Boundary labeling items:
** Begin **
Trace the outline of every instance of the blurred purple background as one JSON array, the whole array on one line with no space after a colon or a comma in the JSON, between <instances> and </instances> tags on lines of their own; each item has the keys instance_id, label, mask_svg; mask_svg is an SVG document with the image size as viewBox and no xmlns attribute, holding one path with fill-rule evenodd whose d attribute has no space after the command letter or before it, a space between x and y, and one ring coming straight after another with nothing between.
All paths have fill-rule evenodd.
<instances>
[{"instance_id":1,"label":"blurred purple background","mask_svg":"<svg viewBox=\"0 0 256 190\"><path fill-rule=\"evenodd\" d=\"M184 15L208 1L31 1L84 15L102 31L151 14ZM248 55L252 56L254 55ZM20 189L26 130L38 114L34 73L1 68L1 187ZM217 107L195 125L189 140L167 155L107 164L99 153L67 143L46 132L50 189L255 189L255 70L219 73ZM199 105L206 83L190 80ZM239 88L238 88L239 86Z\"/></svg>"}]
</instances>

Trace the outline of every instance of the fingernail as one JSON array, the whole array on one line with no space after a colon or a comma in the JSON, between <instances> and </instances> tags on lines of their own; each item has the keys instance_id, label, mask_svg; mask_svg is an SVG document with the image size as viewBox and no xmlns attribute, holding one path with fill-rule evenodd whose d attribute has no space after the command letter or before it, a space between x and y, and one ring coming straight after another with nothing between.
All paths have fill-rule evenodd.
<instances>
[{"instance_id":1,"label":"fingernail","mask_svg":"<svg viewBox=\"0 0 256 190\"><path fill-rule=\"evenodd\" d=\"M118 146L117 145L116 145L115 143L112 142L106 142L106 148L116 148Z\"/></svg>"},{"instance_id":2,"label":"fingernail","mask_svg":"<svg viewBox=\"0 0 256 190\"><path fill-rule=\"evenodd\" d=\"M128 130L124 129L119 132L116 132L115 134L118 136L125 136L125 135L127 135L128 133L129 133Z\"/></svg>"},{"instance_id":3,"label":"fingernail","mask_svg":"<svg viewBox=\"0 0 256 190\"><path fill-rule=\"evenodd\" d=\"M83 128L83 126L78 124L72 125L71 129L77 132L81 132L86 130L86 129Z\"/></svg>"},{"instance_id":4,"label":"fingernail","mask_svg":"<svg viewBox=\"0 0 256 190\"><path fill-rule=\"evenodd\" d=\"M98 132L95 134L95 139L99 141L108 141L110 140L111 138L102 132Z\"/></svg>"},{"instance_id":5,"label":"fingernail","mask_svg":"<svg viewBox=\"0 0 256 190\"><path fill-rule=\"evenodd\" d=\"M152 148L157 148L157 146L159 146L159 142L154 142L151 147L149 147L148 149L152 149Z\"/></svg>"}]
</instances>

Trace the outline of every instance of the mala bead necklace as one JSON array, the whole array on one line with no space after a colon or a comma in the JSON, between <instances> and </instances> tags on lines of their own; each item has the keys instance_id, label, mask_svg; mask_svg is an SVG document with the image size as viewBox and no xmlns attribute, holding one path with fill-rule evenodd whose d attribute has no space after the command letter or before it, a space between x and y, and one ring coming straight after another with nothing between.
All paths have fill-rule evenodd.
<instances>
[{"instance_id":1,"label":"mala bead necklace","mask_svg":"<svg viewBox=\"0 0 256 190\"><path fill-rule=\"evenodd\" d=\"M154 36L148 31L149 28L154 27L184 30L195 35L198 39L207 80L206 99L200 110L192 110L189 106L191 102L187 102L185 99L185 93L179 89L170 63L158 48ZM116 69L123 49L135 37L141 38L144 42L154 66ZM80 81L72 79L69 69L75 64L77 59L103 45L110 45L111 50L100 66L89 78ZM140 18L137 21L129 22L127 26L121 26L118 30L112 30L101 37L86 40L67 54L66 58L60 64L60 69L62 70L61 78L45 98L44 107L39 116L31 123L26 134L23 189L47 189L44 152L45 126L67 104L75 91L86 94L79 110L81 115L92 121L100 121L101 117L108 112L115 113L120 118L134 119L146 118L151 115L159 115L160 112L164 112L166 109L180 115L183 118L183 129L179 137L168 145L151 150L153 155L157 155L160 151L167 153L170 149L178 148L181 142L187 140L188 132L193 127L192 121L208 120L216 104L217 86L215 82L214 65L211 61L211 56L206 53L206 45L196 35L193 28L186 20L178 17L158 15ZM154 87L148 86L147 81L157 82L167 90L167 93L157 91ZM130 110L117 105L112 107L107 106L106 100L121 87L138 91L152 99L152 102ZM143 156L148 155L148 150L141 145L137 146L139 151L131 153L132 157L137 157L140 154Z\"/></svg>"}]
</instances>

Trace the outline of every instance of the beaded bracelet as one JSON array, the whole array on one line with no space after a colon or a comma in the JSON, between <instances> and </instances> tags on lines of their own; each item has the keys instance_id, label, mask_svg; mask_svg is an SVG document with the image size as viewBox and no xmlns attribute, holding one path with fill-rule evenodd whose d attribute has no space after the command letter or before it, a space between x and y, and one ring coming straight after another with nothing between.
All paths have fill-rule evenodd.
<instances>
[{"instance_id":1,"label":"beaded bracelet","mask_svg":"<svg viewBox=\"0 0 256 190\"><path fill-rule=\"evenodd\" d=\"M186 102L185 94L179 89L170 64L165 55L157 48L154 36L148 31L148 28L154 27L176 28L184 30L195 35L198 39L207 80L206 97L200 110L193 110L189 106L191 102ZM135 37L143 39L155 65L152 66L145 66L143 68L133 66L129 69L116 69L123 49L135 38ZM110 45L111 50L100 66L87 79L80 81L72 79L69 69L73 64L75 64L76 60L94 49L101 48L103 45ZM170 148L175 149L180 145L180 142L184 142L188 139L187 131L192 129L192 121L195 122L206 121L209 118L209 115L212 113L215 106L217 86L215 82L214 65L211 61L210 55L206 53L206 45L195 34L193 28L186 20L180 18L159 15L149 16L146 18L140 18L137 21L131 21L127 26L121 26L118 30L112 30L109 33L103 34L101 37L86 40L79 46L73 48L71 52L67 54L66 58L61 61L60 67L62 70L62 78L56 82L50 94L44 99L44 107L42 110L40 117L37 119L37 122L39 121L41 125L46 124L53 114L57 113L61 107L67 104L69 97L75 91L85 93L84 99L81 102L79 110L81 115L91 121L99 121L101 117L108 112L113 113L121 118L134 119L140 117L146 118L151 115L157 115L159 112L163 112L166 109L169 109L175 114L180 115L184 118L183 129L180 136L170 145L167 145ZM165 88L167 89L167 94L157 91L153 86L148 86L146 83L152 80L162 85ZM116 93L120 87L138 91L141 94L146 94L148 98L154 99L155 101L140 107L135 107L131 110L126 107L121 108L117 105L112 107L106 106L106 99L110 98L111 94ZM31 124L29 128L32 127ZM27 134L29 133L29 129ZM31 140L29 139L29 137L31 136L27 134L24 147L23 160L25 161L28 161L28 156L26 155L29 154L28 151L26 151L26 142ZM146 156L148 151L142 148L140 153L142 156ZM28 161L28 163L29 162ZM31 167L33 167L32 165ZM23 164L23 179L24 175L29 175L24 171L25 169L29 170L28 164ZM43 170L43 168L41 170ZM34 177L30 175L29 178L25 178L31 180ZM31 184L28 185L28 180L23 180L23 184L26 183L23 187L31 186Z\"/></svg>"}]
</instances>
** End **
* **THE PROBLEM**
Retype the material in full. Each word must match.

* **FULL SOLUTION**
Trace the outline of every instance of the blurred purple background as one JSON array, the whole array on one line with no space after a colon or a comma in the JSON, between <instances> and </instances> tags on lines of their own; each item has the keys instance_id, label, mask_svg; mask_svg is an SVG document with the image size as viewBox and no xmlns attribute, holding one path with fill-rule evenodd whose d attribute has no space after the command letter or before it, a space between x and y, and one ring coming straight after another with nothing between.
All paths have fill-rule evenodd.
<instances>
[{"instance_id":1,"label":"blurred purple background","mask_svg":"<svg viewBox=\"0 0 256 190\"><path fill-rule=\"evenodd\" d=\"M184 15L208 1L31 1L84 15L102 31L151 14ZM248 55L252 56L254 55ZM20 189L26 130L38 114L34 73L1 68L1 187ZM217 107L195 125L189 140L167 155L107 164L99 153L67 143L46 132L50 189L255 189L255 70L219 73ZM199 105L206 83L190 80ZM239 88L238 88L239 86Z\"/></svg>"}]
</instances>

Trace the outline of every instance of the fingernail as one JSON array, the whole array on one line with no space after a colon or a comma in the JSON, between <instances> and </instances> tags on lines of their own; each item has the keys instance_id, label, mask_svg; mask_svg is an SVG document with the image size as viewBox and no xmlns attribute, holding one path with fill-rule evenodd whose d attribute has no space after the command letter or before it, a space between x and y, and one ring coming straight after another with nothing between.
All paths have fill-rule evenodd.
<instances>
[{"instance_id":1,"label":"fingernail","mask_svg":"<svg viewBox=\"0 0 256 190\"><path fill-rule=\"evenodd\" d=\"M118 146L117 145L116 145L115 143L112 142L106 142L106 148L116 148Z\"/></svg>"},{"instance_id":2,"label":"fingernail","mask_svg":"<svg viewBox=\"0 0 256 190\"><path fill-rule=\"evenodd\" d=\"M128 130L124 129L119 132L116 132L115 134L118 136L125 136L125 135L127 135L128 133L129 133Z\"/></svg>"},{"instance_id":3,"label":"fingernail","mask_svg":"<svg viewBox=\"0 0 256 190\"><path fill-rule=\"evenodd\" d=\"M83 128L83 126L78 124L72 125L71 129L77 132L81 132L86 130L86 129Z\"/></svg>"},{"instance_id":4,"label":"fingernail","mask_svg":"<svg viewBox=\"0 0 256 190\"><path fill-rule=\"evenodd\" d=\"M98 132L95 134L95 139L99 141L108 141L110 140L111 138L102 132Z\"/></svg>"},{"instance_id":5,"label":"fingernail","mask_svg":"<svg viewBox=\"0 0 256 190\"><path fill-rule=\"evenodd\" d=\"M152 148L157 148L157 146L159 146L159 142L154 142L151 147L149 147L148 149L152 149Z\"/></svg>"}]
</instances>

Trace the outline of every instance of the mala bead necklace as one JSON array, the whole array on one line with no space after a colon or a comma in the JSON, between <instances> and </instances> tags on lines of their own; each item has the keys instance_id, label, mask_svg; mask_svg is an SVG document with the image size as viewBox and no xmlns attribute, holding one path with fill-rule evenodd whose d attribute has no space after the command letter or before it, a space between x and y, and one ring coming straight after another with nothing between.
All paths have fill-rule evenodd.
<instances>
[{"instance_id":1,"label":"mala bead necklace","mask_svg":"<svg viewBox=\"0 0 256 190\"><path fill-rule=\"evenodd\" d=\"M154 36L148 31L149 28L154 27L184 30L195 35L198 39L207 80L206 99L200 110L192 110L189 106L191 102L187 102L185 99L185 93L179 89L170 63L158 48ZM116 69L123 49L135 37L141 38L144 42L154 66ZM80 81L72 79L69 69L75 64L77 59L103 45L110 45L111 50L100 66L89 78ZM140 18L137 21L129 22L127 26L121 26L118 30L112 30L101 37L86 40L67 54L66 58L60 64L60 69L62 70L61 78L45 98L44 107L39 116L31 123L26 134L23 189L47 189L44 152L45 126L67 104L75 91L86 94L79 110L81 115L92 121L100 121L101 117L108 112L115 113L120 118L134 119L146 118L151 115L159 115L160 112L164 112L166 109L180 115L183 118L183 129L179 137L168 145L151 150L153 155L157 155L160 151L167 153L170 149L178 148L181 142L187 140L188 132L193 127L192 121L208 120L216 104L217 86L215 82L214 65L211 61L211 56L206 53L206 45L196 35L193 28L186 20L178 17L158 15ZM154 87L148 86L147 81L157 82L167 90L167 93L157 91ZM130 110L117 105L112 107L107 106L106 100L121 87L138 91L152 99L152 102ZM143 156L148 155L148 150L141 145L137 146L139 151L131 153L132 157L137 157L140 154Z\"/></svg>"}]
</instances>

Trace the outline of every instance of the beaded bracelet as one JSON array, the whole array on one line with no space after a colon or a comma in the JSON, between <instances> and </instances> tags on lines of their own; each item has the keys instance_id, label, mask_svg; mask_svg is an SVG document with the image size as viewBox and no xmlns attribute, holding one path with fill-rule evenodd whose d attribute has no space after the command letter or before it, a space between x and y, and one ring coming straight after another with nothing between.
All paths have fill-rule evenodd.
<instances>
[{"instance_id":1,"label":"beaded bracelet","mask_svg":"<svg viewBox=\"0 0 256 190\"><path fill-rule=\"evenodd\" d=\"M186 102L185 94L179 89L170 64L165 55L157 48L154 36L148 31L148 28L154 27L176 28L184 30L195 35L198 39L207 80L206 97L200 110L193 110L189 106L191 102ZM135 37L143 39L155 65L152 66L145 66L143 68L133 66L129 69L116 69L123 49L135 38ZM110 45L111 50L100 66L87 79L80 81L72 79L69 69L73 64L75 64L76 60L94 49L101 48L103 45ZM170 148L175 149L180 145L180 142L184 142L188 139L187 131L192 129L192 121L195 122L206 121L209 118L209 115L212 113L215 106L217 86L215 82L214 65L211 61L210 55L206 53L206 45L195 34L193 28L186 20L180 18L159 15L149 16L146 18L140 18L137 21L131 21L127 26L121 26L118 30L112 30L109 33L103 34L101 37L86 40L79 46L73 48L71 52L67 54L66 58L61 61L60 67L62 70L62 78L56 82L50 94L44 99L44 107L42 110L40 117L37 119L37 122L39 121L41 125L46 124L53 114L57 113L61 107L67 104L69 97L75 91L85 93L84 99L81 102L79 110L81 115L91 121L99 121L101 117L108 112L113 113L121 118L134 119L140 117L146 118L151 115L157 115L159 112L163 112L166 109L169 109L175 114L180 115L184 118L183 129L180 136L170 145L167 145ZM165 88L167 89L167 94L157 91L153 86L148 86L146 83L152 80L162 85ZM116 93L120 87L138 91L141 94L146 94L148 98L154 99L155 101L140 107L135 107L131 110L126 107L121 108L117 105L112 107L106 106L106 99L110 98L111 94ZM31 124L29 128L32 127ZM27 134L29 133L29 129ZM31 140L29 139L29 137L31 136L27 134L24 147L23 160L25 161L28 161L28 156L26 155L29 154L28 151L26 151L26 142ZM146 156L148 151L142 148L140 153L142 156ZM28 161L28 163L29 162ZM31 167L33 167L32 165ZM23 164L23 179L24 175L29 175L24 171L25 169L29 170L28 164ZM43 170L43 168L41 170ZM34 177L30 175L29 178L25 178L31 180ZM31 184L28 185L28 180L23 180L23 184L26 183L23 187L31 186Z\"/></svg>"}]
</instances>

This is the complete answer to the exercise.